▸ **Problem details**: In the passage below about the Dalai Lama's visit to UB, where did Kunchok Youdon previously work in Dharamsala?

▸ **Passage for review**:
****************************************
His Holiness the Dalai Lama met with UB officials in Toronto in 2004, when he formally accepted an invitation to visit the campus. His visit in September will take place over three days and will include multiple engagements.
Kunchok Youdon recalls how she once approached His Holiness the Dalai Lama in Dharamsala, India. She bowed her head and barely lifted tear-filled eyes to meet the gaze of a man she regards as the father of Tibet. “His Holiness is our leader, a man who is leading us to our goals, spiritually, and in the political aspects of our country,” she says today. Despite this and similar encounters in Dharamsala—where Youdon previously worked at the Central Tibetan Administration (i.e., the Tibetan government in exile)—she has never spoken directly to the revered world figure. Soon, however, thousands of miles from her home in Dharamsala, she hopes to utter a few shy words in a much-anticipated audience during the Dalai Lama's upcoming visit to UB. “He's coming to my school,” Youdon says proudly.
****************************************
(Collection entries)
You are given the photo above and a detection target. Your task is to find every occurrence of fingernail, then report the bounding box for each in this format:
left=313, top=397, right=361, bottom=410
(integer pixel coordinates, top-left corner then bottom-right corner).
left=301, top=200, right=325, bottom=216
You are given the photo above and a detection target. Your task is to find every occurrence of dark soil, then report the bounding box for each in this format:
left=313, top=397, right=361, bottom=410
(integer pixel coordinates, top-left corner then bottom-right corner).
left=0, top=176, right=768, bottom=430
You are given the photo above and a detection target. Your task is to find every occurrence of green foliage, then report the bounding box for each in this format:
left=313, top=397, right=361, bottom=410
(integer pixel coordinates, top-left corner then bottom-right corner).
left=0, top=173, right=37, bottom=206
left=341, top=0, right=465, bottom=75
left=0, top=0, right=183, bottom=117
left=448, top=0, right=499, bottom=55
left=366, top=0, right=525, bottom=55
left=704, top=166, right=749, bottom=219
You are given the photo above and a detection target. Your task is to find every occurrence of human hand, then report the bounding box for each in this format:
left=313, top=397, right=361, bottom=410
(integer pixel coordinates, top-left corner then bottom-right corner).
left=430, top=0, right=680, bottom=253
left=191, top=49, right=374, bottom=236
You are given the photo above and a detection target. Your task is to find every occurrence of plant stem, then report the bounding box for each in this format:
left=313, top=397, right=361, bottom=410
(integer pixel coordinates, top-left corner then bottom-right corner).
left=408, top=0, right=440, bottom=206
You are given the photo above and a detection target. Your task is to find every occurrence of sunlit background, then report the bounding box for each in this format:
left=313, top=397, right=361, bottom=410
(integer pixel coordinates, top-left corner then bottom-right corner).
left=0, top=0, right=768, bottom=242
****************************************
▸ **Result for this task**: At the Central Tibetan Administration, the Tibetan government in exile.